[Start of ARTICLE]
One of the last articles written by the late Andrew Taslitz (known as Taz to his friends) was entitled The Criminal Republic: Democratic Breakdown as a Cause of Mass Incarceration. The piece is quintessentially Tazian. It brings together Taz’s concern for racial minorities and criminal defendants, his belief in the reformist potency of democracy, and his fascination with social scientific findings (including research on “happiness”!), in a provocative effort to tackle the single biggest problem in our criminal justice system today: mass incarceration. His prescriptions in the article—in particular his assertion that “populist, deliberative democracy” can be a way of softening the harshness of American criminal justice—are worth taking seriously.
[End of ARTICLE]
[Start of ENTRIES SUPPLIED]
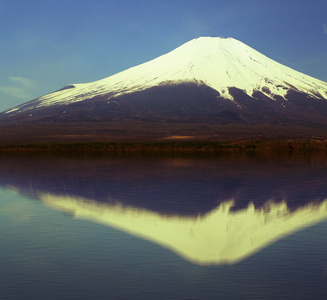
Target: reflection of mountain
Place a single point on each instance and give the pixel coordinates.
(218, 237)
(182, 204)
(172, 185)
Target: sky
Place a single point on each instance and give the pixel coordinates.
(47, 44)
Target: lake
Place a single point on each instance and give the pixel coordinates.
(191, 226)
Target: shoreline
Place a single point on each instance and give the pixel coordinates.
(169, 146)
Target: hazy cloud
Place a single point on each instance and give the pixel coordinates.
(23, 81)
(18, 87)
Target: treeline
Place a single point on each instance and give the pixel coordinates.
(167, 146)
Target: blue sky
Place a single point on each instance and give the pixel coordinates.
(47, 44)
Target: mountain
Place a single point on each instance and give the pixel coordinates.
(211, 80)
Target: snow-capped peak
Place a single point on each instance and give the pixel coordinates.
(217, 62)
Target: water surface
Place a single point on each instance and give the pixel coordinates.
(173, 227)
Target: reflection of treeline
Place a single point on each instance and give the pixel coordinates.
(168, 146)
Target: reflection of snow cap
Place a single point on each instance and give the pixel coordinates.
(219, 237)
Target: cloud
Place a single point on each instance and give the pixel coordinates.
(23, 81)
(18, 87)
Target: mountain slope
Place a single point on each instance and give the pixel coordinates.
[End of ENTRIES SUPPLIED]
▸ **EXERCISE**:
Set down, word for word, the part of the passage about Andrew Taslitz's article above that begins at the words "One of the last" and stops after "worth taking seriously.".

▸ **ANSWER IN FULL**:
One of the last articles written by the late Andrew Taslitz (known as Taz to his friends) was entitled The Criminal Republic: Democratic Breakdown as a Cause of Mass Incarceration. The piece is quintessentially Tazian. It brings together Taz’s concern for racial minorities and criminal defendants, his belief in the reformist potency of democracy, and his fascination with social scientific findings (including research on “happiness”!), in a provocative effort to tackle the single biggest problem in our criminal justice system today: mass incarceration. His prescriptions in the article—in particular his assertion that “populist, deliberative democracy” can be a way of softening the harshness of American criminal justice—are worth taking seriously.